WHAT THIS EXERCISE ASKS:
a. List every section heading in the article about remote work and company culture.
b. In the article about remote work and company culture, which generation does the demographic evidence show to be the least productive and most easily distracted when working from home?

TEXT FOR ANALYSIS:
==========

Much has been made over the fact that Covid-19, disruptive and tragic as it has been for the world, also happened to usher in the age of remote work.
Many employees had been clamoring for the greater flexibility and lower costs that such arrangements would provide in theory. And after the pandemic forced their hand, employers often found that such benefits actually work both ways.
Yet things aren’t so clear-cut everywhere you look.
Companies like Twitter have committed to allowing their people to work from home permanently. Others have completely discarded remote working policies or never adopted them in the first place. In between, there are growing calls for workplaces to settle on some form of hybrid arrangement.
There’s no doubt that remote work is here to stay. Virtual collaboration or the ability to communicate and navigate human relationships solely through a technological interface will be vital in the future.
But the extent to which that matters to a specific company will always come down to the issue of culture.
A look at demographics
As a thought experiment, envision yourself in 2019, pre-Covid. Someone tells you that in 2020, many companies will be adopting remote work wholesale for at least a year. Who do you think would make the transition most easily, and who’d struggle to adapt?
For most people, the easy assumption would be that younger generations, being digital natives, would handle the situation smoothly. Older employees, with less tech know-how and a general resistance towards change, would probably be yearning for a quick return to the office.
In reality, organizations have now had more than a year of experience grappling with the pandemic while managing distributed teams. Your anecdotal evidence might already belie that initial assumption. The statistics certainly do.
Demographic evidence shows that Gen Z is the least productive and most easily distracted when working from home. They are also the most negatively impacted by missing out on social interactions that can enrich their networks, create mentoring opportunities, and further their professional development.
By contrast, Gen X and older millennials are more established in their careers. With more working experience under their belts, they can be productive even without the office structure, and their professional networks and finances are more secure.
Inequality in remote work
The demographic divide is just one example showing how our assumptions about remote work can be unfounded. It also highlights the fact that not everyone is equally suited to such arrangements.
In a more extensive study of different criteria that could affect our ability to work from home, the lines of inequality stand out far more clearly.
Holders of a bachelor’s degree are rated more than twice as capable of working remotely than those with some or no college education.
Since education largely influences what sort of jobs you can land, it’s no surprise that these differences extend occupationally. White-collar workers can take their jobs online more often compared to blue-collar workers.
And the implication is that disadvantaged groups will find it more difficult to succeed at remote work if their employer even offers them the chance.
Moreover, the pandemic has shown us that remote work, downsizing, and automation often go together. This puts certain categories of jobs at risk and further threatens demographics that are over-represented in such jobs: for instance, women as secretaries or retail workers.
The culture question
When companies consider their remote working policies in a post-Covid future, they often think in terms of capability.
How much will it cost to roll out the necessary equipment? Do our people have the skills needed? If not, how readily can they be trained? Can productivity be maintained or even improved?
Those things matter, but the real question is always about your company culture or how you do things.
Does your company value equality and diversity? Then consider how the impact of inequality will inevitably lead to minorities being under-represented in positions that can work remotely.
Does the organization pride itself on being a place where young talent can flourish and take the next step? Shifting the balance towards remote work can actually undermine that vision and leave young professionals in career limbo.
And perhaps even more ominously, remote workers tend to be disconnected from company culture. They lose sight of what the entire organization stands for, which can lead to disengagement, lower quality standards, and loss of reputation.
Moving forward, the workforce knows that the option to work remotely is out there. Does that mean changing the way you do things? To what extent and for whom you make those changes will depend on where you stand on the issue of culture.

==========

EXTRACTED MATERIAL:
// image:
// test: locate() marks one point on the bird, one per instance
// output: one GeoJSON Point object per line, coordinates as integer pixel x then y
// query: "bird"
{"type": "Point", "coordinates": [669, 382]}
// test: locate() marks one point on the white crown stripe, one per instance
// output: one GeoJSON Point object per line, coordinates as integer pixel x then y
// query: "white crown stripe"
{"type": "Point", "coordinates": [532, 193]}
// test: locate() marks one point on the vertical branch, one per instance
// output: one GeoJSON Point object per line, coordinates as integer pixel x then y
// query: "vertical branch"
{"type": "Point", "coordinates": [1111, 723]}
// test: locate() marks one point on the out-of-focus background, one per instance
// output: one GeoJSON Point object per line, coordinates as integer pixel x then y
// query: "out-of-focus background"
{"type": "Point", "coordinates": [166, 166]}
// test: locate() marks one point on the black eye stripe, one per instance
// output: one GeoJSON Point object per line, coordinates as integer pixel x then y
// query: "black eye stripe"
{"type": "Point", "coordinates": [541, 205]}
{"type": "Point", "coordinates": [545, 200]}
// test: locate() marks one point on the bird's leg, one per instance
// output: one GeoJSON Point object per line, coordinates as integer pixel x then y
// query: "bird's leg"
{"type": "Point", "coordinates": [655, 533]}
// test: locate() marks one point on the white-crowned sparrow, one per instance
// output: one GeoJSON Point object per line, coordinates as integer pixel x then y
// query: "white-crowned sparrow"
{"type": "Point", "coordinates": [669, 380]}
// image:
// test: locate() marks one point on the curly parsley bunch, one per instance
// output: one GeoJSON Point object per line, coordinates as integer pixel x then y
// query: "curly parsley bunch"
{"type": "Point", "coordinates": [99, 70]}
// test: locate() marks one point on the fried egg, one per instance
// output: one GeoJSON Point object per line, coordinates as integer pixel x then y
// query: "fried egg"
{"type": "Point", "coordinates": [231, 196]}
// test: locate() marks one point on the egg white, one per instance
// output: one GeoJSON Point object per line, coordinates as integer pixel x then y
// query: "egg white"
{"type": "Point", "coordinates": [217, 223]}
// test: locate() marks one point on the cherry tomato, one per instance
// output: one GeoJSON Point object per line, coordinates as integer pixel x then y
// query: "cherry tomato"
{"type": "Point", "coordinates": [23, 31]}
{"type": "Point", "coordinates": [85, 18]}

==========

TASK SOLUTIONS:
a.
A look at demographics
Inequality in remote work
The culture question

b. Gen Z